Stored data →
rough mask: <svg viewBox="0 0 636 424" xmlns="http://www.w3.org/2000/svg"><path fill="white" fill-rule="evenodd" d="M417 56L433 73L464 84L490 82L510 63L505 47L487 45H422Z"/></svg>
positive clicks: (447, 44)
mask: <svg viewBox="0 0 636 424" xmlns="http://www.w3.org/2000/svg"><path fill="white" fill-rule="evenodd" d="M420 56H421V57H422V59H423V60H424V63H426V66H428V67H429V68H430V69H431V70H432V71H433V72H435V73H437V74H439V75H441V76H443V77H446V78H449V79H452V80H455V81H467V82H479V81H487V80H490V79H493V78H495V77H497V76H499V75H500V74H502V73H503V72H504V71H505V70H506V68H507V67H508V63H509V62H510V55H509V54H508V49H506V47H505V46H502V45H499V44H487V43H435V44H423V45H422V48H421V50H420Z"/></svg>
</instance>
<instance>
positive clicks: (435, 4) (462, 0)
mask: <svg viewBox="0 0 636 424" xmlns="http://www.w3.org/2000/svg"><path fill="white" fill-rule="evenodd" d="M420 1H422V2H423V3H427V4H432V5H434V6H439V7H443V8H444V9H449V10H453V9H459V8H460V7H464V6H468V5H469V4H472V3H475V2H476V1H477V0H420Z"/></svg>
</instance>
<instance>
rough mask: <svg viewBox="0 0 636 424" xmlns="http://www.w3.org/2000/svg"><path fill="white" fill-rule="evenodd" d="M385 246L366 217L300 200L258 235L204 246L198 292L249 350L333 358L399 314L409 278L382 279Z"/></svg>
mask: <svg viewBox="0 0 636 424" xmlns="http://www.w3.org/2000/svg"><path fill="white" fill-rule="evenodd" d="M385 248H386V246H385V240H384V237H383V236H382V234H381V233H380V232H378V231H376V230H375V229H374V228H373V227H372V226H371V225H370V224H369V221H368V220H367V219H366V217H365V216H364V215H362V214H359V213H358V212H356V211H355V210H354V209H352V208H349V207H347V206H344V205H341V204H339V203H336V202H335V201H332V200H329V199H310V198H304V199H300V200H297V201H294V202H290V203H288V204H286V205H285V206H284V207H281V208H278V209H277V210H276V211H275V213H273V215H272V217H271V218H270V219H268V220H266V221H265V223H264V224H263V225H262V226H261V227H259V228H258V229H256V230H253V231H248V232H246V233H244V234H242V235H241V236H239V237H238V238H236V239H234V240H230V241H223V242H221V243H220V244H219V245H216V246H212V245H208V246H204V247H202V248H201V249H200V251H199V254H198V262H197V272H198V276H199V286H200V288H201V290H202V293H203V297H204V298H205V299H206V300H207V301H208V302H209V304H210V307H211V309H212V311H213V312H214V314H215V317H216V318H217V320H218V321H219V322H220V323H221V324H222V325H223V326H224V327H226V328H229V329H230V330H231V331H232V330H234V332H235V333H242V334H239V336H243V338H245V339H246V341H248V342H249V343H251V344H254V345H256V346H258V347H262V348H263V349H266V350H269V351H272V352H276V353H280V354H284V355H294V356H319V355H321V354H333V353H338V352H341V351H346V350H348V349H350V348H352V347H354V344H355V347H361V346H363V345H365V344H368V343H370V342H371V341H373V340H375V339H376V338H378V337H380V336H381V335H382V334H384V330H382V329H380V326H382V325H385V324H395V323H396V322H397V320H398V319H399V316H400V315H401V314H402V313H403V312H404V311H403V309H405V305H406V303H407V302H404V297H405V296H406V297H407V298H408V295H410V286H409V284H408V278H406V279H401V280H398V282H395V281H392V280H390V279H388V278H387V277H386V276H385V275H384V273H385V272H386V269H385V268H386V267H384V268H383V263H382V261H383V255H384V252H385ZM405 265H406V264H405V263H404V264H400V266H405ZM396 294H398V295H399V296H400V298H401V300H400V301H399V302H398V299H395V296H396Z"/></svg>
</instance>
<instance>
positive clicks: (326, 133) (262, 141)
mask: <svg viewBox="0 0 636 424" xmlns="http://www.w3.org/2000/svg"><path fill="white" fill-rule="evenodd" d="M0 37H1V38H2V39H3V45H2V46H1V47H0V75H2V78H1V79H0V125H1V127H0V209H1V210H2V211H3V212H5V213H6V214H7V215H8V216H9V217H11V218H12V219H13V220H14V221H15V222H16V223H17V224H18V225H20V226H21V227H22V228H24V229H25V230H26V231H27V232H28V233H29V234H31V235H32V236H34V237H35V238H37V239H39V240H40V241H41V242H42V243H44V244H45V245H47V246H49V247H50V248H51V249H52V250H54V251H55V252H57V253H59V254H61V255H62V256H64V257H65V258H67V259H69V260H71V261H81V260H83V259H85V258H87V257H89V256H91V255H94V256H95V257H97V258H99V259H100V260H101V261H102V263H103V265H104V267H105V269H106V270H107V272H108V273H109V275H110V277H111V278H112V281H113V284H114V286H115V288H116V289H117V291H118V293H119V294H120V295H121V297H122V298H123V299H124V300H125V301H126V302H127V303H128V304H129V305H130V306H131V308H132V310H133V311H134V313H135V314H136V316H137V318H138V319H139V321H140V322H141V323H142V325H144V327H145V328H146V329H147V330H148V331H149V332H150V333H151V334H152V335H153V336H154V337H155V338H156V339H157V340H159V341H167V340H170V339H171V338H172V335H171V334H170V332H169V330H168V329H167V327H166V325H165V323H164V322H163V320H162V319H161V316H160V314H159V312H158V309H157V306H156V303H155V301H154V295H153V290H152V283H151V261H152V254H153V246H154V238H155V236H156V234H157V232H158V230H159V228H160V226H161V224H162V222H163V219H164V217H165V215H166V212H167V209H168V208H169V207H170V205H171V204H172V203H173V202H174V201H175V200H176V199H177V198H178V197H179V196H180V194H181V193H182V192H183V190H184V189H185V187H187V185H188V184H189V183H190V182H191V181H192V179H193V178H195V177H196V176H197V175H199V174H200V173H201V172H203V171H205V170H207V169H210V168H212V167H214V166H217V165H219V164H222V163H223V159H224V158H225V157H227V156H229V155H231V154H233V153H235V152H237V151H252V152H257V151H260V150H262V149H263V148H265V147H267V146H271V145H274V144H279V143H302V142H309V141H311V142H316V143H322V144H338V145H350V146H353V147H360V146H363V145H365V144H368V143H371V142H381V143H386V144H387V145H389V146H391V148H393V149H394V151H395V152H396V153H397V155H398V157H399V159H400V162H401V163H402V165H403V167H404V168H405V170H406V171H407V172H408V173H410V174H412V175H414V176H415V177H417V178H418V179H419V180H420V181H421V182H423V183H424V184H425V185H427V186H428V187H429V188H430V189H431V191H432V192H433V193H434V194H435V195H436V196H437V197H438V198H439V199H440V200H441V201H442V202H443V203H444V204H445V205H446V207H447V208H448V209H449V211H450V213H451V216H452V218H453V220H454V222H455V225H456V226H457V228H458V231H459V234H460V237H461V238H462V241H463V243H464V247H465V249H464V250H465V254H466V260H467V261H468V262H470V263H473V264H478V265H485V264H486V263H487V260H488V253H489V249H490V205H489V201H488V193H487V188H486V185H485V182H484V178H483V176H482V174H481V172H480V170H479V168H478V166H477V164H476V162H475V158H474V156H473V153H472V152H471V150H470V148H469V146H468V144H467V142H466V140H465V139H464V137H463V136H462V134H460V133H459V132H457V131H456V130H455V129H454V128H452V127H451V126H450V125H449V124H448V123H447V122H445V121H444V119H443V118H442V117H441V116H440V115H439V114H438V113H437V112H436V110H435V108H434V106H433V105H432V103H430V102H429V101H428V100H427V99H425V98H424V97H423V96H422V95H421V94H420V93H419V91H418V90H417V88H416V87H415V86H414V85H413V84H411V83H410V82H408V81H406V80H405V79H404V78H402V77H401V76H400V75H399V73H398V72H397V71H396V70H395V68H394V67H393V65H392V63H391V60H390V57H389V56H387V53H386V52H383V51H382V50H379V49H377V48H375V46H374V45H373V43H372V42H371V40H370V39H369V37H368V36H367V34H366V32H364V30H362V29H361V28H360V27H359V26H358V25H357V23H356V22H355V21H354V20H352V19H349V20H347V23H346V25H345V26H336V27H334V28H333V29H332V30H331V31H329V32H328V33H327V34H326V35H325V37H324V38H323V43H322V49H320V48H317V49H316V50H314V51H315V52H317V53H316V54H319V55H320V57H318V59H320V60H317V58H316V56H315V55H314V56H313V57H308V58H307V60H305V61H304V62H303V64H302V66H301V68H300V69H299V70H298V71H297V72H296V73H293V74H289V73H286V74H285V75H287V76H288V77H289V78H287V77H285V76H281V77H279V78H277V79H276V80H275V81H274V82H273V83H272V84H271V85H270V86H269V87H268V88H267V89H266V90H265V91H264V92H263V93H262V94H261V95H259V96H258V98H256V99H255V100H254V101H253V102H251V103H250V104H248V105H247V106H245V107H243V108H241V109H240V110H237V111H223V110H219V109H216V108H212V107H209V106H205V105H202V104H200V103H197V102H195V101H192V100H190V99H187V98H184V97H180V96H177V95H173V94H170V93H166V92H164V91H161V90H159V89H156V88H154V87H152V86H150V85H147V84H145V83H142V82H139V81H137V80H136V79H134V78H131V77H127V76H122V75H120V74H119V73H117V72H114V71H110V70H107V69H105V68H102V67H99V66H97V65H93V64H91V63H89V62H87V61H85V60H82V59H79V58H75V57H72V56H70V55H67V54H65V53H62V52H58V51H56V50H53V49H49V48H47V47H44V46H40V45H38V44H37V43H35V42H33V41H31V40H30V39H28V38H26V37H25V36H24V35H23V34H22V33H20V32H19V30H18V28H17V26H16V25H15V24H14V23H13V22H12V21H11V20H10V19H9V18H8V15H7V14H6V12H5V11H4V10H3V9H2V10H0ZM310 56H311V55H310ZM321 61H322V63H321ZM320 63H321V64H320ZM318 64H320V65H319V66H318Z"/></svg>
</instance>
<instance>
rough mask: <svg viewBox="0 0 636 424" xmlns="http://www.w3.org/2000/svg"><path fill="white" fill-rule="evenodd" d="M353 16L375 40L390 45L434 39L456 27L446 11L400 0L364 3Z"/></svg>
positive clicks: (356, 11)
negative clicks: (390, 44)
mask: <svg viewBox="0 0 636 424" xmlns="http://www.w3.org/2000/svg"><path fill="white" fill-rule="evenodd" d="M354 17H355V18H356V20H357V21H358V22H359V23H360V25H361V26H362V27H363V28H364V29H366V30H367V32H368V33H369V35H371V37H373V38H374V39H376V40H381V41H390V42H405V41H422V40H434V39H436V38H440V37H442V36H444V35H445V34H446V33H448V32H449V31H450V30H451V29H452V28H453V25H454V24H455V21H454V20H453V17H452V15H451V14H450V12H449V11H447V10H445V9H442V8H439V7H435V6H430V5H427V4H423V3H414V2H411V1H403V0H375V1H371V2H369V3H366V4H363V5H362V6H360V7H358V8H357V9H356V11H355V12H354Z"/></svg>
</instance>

Your goal →
Search the entries above for the string "rough". Copy each line that holds it.

Response to this exercise →
rough mask: <svg viewBox="0 0 636 424" xmlns="http://www.w3.org/2000/svg"><path fill="white" fill-rule="evenodd" d="M417 56L433 73L464 84L490 82L510 63L505 47L487 45H422Z"/></svg>
rough mask: <svg viewBox="0 0 636 424" xmlns="http://www.w3.org/2000/svg"><path fill="white" fill-rule="evenodd" d="M385 246L366 217L300 200L258 235L204 246L198 292L249 350L333 358L399 314L409 278L382 279Z"/></svg>
rough mask: <svg viewBox="0 0 636 424" xmlns="http://www.w3.org/2000/svg"><path fill="white" fill-rule="evenodd" d="M353 16L375 40L390 45L434 39L456 27L446 11L400 0L364 3Z"/></svg>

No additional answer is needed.